YOUR TASK ->
Write out each of the entries below word for word, without changing anything.

DATA IN THIS EXERCISE ->
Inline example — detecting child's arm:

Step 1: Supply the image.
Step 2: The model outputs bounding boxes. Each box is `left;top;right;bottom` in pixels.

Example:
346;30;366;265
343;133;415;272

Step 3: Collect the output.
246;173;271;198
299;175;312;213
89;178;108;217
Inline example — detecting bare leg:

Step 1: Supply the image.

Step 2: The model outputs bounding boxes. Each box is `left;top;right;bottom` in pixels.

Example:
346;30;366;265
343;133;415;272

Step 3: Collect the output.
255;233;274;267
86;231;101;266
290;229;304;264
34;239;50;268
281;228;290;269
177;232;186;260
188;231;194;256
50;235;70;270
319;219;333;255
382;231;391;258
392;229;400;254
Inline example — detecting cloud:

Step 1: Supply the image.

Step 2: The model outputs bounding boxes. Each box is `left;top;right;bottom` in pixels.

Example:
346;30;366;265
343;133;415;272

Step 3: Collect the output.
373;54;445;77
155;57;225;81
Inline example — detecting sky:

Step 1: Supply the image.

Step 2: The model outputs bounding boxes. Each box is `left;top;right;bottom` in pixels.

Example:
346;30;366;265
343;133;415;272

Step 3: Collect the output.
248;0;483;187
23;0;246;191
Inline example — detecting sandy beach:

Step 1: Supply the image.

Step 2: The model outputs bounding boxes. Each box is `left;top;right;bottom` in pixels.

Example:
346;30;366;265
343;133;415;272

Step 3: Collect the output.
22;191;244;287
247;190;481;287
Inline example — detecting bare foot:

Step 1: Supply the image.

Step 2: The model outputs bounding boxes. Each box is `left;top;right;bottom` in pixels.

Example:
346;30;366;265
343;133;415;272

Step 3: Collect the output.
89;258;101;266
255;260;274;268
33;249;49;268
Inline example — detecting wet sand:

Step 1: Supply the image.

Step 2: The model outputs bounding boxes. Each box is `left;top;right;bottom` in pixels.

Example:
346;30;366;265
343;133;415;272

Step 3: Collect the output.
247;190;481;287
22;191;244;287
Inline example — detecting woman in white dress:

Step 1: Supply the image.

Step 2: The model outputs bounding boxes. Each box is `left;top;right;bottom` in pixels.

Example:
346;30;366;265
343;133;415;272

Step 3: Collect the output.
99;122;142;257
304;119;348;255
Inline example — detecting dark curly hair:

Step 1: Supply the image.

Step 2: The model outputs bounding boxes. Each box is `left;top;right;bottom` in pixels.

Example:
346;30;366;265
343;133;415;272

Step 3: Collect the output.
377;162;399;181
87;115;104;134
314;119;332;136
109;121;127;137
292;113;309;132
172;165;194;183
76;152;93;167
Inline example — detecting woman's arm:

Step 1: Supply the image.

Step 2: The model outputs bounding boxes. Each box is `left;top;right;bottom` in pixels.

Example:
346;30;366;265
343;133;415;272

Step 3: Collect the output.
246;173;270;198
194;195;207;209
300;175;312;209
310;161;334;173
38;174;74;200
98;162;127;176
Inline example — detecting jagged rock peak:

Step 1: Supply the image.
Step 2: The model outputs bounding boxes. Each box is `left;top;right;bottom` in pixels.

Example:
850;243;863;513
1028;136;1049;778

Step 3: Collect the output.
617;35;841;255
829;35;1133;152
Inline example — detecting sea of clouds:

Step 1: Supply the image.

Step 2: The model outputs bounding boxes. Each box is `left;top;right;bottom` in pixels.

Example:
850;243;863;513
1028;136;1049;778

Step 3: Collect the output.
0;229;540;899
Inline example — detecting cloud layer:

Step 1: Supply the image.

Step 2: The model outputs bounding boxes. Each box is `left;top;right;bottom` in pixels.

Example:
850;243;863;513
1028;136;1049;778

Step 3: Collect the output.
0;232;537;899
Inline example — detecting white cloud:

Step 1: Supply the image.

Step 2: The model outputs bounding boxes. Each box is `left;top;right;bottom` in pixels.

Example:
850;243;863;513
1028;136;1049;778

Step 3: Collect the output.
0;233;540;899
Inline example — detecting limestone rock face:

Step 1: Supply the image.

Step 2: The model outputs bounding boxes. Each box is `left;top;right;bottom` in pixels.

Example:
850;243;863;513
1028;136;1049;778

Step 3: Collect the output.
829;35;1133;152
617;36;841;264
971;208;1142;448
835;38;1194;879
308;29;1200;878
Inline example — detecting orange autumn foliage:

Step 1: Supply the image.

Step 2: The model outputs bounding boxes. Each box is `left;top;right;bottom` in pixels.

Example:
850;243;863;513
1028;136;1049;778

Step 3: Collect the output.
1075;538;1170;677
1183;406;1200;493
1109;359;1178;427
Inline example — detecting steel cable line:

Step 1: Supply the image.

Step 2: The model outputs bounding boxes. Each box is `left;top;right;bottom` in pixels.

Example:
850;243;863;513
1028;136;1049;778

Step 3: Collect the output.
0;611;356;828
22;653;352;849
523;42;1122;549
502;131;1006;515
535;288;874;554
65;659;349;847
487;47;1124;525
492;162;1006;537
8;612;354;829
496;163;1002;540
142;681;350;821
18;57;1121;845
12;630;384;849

EXPECTED OUTPUT ->
Inline example — detecting child's arm:

Step 1: Supply the image.
Step 2: The model outputs bounding boxes. Each box is `left;top;right;bottom` in pixels.

Example:
346;30;366;265
343;133;415;272

Step 3: Collect the output.
246;173;271;198
299;175;312;213
89;178;108;217
Inline example — detecting bare leg:

Step 1: Supply the image.

Step 2: The model outputs bounding boxes. Each box is `left;top;right;bottom` in pixels.

Example:
346;30;366;265
343;133;415;272

Step 3: Collect the output.
255;233;274;267
86;231;101;266
290;229;304;264
34;239;50;268
281;228;290;269
177;232;186;260
188;231;194;256
50;235;70;270
319;219;333;255
382;231;391;258
392;229;400;254
Inline example — detecting cloud:

Step 1: Supply the image.

Step 2: The model outputs bounding boxes. Each box is `left;top;right;bottom` in pixels.

Example:
346;30;366;265
343;133;415;272

Step 3: Collect the output.
373;54;445;77
155;57;225;81
Inline example — detecting sky:

Step 1: Supply the image.

Step 2: The model outputs bounding boxes. Each box is `left;top;right;bottom` in pixels.

Example:
346;30;366;265
343;133;415;272

Step 3: Collect the output.
248;0;483;187
23;0;246;191
Inline example — detecting sandy beach:

Step 1: Supply the image.

Step 2: The model outputs bounding boxes. Each box is `left;top;right;bottom` in pixels.

Example:
346;30;366;265
343;133;415;272

Step 3: Collect the output.
22;191;244;287
247;190;481;287
Inline example — detecting bare foot:

Step 1: Supply the image.

Step 2: The model outputs bounding boxes. Each box is `left;top;right;bottom` in pixels.

Example:
346;30;366;265
343;133;415;272

Step 3: Collect the output.
89;258;101;266
255;260;274;268
33;249;49;268
Inline example — detecting wet sand:

Step 1: Supply the image.

Step 2: The model outputs bounding boxes. Each box is `left;top;right;bottom` in pixels.

Example:
346;30;366;265
343;133;415;272

Step 3: Collect the output.
247;190;481;287
22;191;244;287
Inline example — detecting woman in white dress:

Step 1: Supply the image.

Step 2: The model outputs bounding boxes. Each box is `left;top;right;bottom` in pixels.

Example:
346;30;366;265
343;133;415;272

Step 3: Collect the output.
99;122;142;257
304;119;348;255
Inline example — detecting dark curly hair:

Step 1: Supply the image.

Step 2: The model outputs bounding boxes. Each box is `left;top;right;bottom` in pixels.

Example:
346;30;366;265
343;133;415;272

Step 3: Collect the output.
377;162;399;181
87;115;104;134
314;119;332;136
109;121;127;137
292;113;309;132
172;165;194;183
76;152;93;167
Inline example — detecting woman's arm:

Step 1: Supply the image.

Step 2: The model outputs bounding boxes. Each box is `left;top;right;bottom` in pixels.

Example:
346;30;366;265
343;133;415;272

Step 3: Collect the output.
246;173;270;198
194;195;207;209
300;175;312;209
310;161;334;173
38;174;74;200
98;162;127;176
Inline example — detecting jagged rock peak:

Step 1: Supply the image.
Step 2: The model outputs bounding boxes. Each box is `left;top;right;bottom` in pixels.

Example:
850;243;863;513
1028;136;1049;778

Step 3: Collect the output.
617;35;841;255
829;35;1133;152
Inline example — detecting sea of clouds:

Step 1: Supply the image.

Step 2: The model outputs bounding boxes. Each box is `left;top;right;bottom` in pixels.

Example:
850;243;863;513
1028;136;1049;778

Step 3: Collect the output.
0;229;540;899
Inline example — detecting cloud layer:

Step 1: Supply the image.

Step 2: The model outputs bounding boxes. Each box is `left;top;right;bottom` in pixels.

Example:
850;243;863;513
1028;136;1049;778

Step 3: Collect the output.
0;232;537;899
Inline example — detecting white cloud:

Step 1: Supply the image.

Step 2: The model outputs bounding boxes. Each box is `left;top;right;bottom` in pixels.

Example:
850;243;863;513
1028;136;1049;778

Step 3: Collect the output.
0;233;540;899
Inline example — detecting limestone rock face:

Step 1: Supply the image.

Step 2: The model outputs bounding boxes. Each box is `left;top;right;bottom` in pixels.

Example:
850;243;863;513
1028;136;1049;778

Step 3: Collect the output.
829;35;1133;152
617;36;841;264
971;208;1142;448
835;38;1194;879
308;29;1200;878
Inline example — detecting orange autumn foliage:

Step 1: Supply the image.

Step 2: The model outputs bounding boxes. Each box is `left;top;right;bottom` in pixels.

Example:
850;243;863;513
1028;136;1049;778

Step 3: Collect the output.
1075;538;1170;677
1183;406;1200;493
1109;359;1178;427
Inline example — detecting steel cable line:

Step 1: Supply the image.

Step 2: The model outputs bounding boxes. Each box is `left;top;right;bottom` in pixels.

Example:
850;243;863;513
1028;136;1049;778

Step 3: Collect the output.
0;611;356;828
22;653;352;849
523;42;1122;549
502;131;1006;515
535;288;874;554
65;659;349;847
487;47;1124;525
492;162;1006;537
8;612;354;829
496;163;1002;540
142;681;350;821
18;57;1121;845
12;630;384;849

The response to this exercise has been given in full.